# TEXTAUSSCHNITT
--------
Nirgendwo in Deutschland ist die Burgendichte so hoch wie auf der Schwäbischen Alb. Nirgendwo in Baden-Württemberg findet man so viele Burgen, Ruinen und Schlösser auf kleinstem Raum wie im Lautertal.
Die Schwabenalb ist ein Mittelgebirge, dass sich von Ellwangen in einem breiten Band nach Tuttlingen zieht. Die Große Lauter fließt in weiten Schwüngen, von der Quelle in der Nähe von Gomadingen, bis in die Donau und ist eine fabelhafte Wander- und Burgenregion.
Tourensteckbrief
- Charakter:
Wandern (T1) - Anforderung:
Kondition - Start/Ziel:
Wanderparkplatz in Bichishausen - Distanz: 31,5 km
- Reine Gehzeit: 7:45 h
- Höhenmeter: ↑ 1.050 m • ↓ 1.050 m
- Einkehr/Übernachtung:
Burg Derneck • in Anhausen
Etappen & Gehzeiten
- Burg Bichishausen (0:00 h)
- Burg Derneck (0:00 h)
- Gerberhöhle (0:00 h)
- Burg Warstein (0:00 h)
- Burgstall St. Ruprecht (0:00 h)
- Wanderparkplatz Bichishausen (7:45 h)
Sehenswürdigkeiten
Burg Hohengundelfingen • Burg Niedergundelfingen • Burg Derneck • Burg Schülzburg • Burg Maisenburg • Burg Wartstein • Burg Monsburg • Burg St. Ruprecht
Das Lautertal und seine Burgen
Frohen Mutes pilgern wir los und nach ein paar Minuten passieren wir ein doppeltes Wachhäuschen, das die ehemalige Religionsgrenze zwischen evangelischem und katholischem Gebiet markiert. Schon stehen wir am Fuße des Burghügels der Ruine Bichishausen. Diese Ruine habe ich schon lange im Visier und jetzt stehe ich gleich inmitten ihrer Mauern. Die Überreste der Burg sind sehr beeindruckend. Der Palas thront mächtig über mir auf einem Fels. Da fühlt man sich irgendwie klein. Wie das wohl gewirkt haben muss, als die Burg noch intakt war – vor ca. 800 Jahren?
Im Lautertal lässt es sich ab Bichishausen übrigens schön entspannt und ruhig flussabwärts paddeln. Bootsverleih? Ja, den gibt es in dort auch. Wir sind aber Männer auf Schusters Rappen, also geht es über einen geteerten Weg an der Großen Lauter entlang, auf die Ruine Hohengundelfingen zu. Ein Tipp: Das Museum Anton Geiselhart in Gundelfingen. Wir passieren es, lassen es aber hinter uns. Die Ruine erreichen wir, nachdem wir die Landstraße Wittstaig gequert und den Burghügel, erst zwischen Fachwerkhäusern, dann durch den Wald, erklommen haben. Hohengundelfingen liegt erhöht auf einem felsigen Hügel. Wir steigen sofort auf den Turm und haben einen sagenhaften Blick auf das Tal der Großen Lauter und auf Niedergundelfingen – eine Gegenburg.
--------
# DATENSÄTZE
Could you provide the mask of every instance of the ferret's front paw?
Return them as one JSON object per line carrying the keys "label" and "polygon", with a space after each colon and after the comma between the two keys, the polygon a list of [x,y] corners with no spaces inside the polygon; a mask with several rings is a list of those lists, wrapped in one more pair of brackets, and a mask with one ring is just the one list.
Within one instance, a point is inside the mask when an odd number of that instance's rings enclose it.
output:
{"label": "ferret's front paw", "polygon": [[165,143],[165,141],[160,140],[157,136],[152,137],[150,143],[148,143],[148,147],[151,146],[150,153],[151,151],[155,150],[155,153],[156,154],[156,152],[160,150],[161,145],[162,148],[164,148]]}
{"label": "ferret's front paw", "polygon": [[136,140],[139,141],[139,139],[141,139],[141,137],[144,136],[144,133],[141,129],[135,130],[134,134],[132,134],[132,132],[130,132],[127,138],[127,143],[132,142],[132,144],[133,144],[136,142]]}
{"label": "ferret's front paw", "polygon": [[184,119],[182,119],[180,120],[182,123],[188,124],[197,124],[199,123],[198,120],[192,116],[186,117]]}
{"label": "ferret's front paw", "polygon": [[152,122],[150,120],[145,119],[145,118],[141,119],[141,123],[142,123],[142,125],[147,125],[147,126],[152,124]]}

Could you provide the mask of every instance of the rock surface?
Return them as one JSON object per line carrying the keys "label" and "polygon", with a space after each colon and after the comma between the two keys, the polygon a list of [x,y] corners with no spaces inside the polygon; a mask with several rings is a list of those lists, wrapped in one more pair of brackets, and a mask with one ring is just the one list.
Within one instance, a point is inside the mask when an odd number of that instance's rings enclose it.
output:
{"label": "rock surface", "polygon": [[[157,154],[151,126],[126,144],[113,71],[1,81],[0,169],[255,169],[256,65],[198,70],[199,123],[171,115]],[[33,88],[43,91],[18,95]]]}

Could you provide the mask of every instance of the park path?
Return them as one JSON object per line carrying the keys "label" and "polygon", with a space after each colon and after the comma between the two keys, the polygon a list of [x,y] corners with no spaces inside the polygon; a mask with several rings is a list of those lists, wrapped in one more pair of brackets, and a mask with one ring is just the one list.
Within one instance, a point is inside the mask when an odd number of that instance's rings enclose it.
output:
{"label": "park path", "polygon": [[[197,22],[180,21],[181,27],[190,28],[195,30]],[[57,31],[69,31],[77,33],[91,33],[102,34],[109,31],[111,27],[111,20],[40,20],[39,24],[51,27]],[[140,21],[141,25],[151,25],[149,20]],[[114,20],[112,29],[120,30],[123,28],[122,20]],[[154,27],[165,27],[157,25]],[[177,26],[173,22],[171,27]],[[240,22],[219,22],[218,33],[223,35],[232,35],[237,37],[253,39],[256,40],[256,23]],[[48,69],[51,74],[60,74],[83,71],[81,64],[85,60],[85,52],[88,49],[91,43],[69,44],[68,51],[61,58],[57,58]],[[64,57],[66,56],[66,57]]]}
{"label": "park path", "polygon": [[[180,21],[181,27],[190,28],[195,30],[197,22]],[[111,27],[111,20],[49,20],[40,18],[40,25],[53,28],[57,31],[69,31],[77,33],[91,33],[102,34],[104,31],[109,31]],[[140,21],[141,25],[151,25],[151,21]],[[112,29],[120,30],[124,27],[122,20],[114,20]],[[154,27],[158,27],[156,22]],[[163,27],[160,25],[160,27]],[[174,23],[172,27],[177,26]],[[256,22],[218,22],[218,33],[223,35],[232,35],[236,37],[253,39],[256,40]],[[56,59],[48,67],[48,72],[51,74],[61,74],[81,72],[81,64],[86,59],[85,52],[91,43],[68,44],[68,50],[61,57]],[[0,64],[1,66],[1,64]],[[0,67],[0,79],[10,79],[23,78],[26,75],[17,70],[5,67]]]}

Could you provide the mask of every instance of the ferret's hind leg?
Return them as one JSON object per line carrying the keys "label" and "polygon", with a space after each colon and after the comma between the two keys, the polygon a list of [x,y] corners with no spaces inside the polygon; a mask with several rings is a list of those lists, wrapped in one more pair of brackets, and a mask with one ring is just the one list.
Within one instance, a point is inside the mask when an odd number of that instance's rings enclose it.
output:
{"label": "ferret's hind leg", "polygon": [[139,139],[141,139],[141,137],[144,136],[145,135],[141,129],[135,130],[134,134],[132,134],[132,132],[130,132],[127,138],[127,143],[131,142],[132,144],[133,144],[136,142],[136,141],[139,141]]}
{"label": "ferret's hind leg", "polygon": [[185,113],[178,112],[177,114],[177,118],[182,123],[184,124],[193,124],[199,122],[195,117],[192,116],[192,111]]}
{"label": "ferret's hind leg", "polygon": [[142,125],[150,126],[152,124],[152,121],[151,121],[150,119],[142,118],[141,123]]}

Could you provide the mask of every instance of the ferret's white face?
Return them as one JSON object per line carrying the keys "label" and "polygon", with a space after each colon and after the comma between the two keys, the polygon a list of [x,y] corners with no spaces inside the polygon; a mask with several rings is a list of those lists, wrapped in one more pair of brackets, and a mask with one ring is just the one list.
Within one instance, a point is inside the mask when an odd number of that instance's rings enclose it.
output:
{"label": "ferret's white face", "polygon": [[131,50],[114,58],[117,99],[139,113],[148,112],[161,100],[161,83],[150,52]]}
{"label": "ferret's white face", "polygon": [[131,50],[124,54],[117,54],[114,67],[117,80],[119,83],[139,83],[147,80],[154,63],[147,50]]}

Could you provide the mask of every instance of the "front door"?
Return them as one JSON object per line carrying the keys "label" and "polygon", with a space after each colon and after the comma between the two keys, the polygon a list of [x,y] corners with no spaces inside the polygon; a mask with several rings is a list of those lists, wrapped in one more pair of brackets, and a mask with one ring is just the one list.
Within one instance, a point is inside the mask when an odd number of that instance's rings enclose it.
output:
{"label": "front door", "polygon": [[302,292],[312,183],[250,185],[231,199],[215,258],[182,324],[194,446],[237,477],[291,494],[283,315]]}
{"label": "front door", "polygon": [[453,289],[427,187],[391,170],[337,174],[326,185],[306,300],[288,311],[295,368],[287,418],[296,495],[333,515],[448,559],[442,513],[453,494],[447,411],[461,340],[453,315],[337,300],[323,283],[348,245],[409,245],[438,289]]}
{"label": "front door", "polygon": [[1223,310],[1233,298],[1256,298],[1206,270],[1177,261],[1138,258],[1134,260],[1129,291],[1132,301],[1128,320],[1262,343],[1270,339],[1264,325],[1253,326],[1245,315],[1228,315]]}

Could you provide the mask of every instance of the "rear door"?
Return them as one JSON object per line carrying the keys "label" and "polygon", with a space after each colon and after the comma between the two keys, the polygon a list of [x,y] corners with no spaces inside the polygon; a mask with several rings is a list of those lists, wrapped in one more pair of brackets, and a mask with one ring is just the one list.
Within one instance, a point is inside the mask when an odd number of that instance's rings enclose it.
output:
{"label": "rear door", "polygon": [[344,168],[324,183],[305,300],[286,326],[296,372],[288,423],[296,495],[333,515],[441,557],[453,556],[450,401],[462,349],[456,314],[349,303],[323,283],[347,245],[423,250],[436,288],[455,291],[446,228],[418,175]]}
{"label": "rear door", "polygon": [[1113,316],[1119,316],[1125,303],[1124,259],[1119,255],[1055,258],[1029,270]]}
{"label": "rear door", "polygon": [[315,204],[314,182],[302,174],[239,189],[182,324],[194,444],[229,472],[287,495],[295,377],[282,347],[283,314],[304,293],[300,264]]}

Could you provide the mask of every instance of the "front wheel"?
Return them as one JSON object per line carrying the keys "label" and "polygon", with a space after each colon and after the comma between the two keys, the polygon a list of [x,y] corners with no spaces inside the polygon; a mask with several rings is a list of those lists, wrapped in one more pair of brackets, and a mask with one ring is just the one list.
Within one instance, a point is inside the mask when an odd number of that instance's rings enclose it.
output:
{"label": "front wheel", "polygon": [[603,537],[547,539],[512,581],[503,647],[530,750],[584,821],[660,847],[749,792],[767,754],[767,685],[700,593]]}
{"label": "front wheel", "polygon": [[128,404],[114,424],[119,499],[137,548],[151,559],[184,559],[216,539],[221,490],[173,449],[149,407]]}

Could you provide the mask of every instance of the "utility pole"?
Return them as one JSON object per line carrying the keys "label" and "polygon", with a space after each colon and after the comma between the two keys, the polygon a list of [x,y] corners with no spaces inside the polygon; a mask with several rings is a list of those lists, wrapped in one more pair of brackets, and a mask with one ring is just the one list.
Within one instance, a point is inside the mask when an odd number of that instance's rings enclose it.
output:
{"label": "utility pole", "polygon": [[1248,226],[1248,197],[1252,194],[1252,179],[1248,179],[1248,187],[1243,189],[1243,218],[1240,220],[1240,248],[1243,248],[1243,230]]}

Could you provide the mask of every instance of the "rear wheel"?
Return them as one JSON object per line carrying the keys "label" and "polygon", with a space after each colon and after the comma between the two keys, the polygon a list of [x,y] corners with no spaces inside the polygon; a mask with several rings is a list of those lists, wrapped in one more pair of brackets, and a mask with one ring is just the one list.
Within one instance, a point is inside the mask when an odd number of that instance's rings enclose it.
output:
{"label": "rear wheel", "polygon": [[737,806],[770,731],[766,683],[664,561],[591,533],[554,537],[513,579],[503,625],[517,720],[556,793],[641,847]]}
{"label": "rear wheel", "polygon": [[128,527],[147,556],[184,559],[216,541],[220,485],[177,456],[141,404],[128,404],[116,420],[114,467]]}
--------
# ARBEITSANWEISUNGEN
• A. Was markiert laut dem Textausschnitt über das Lautertal das doppelte Wachhäuschen, das die Wanderer kurz nach dem Start passieren?
• B. Ermitteln Sie, in wie vielen Zeilen der Datensätze die Zeichenfolge "rear" vorkommt, und nennen Sie ausschließlich diese Zahl.
Der Textausschnitt und die Datensätze stammen aus voneinander unabhängigen Quellen.

# ERGEBNISSE JE AUFGABE
• A. Es markiert die ehemalige Religionsgrenze zwischen evangelischem und katholischem Gebiet.

• B. 7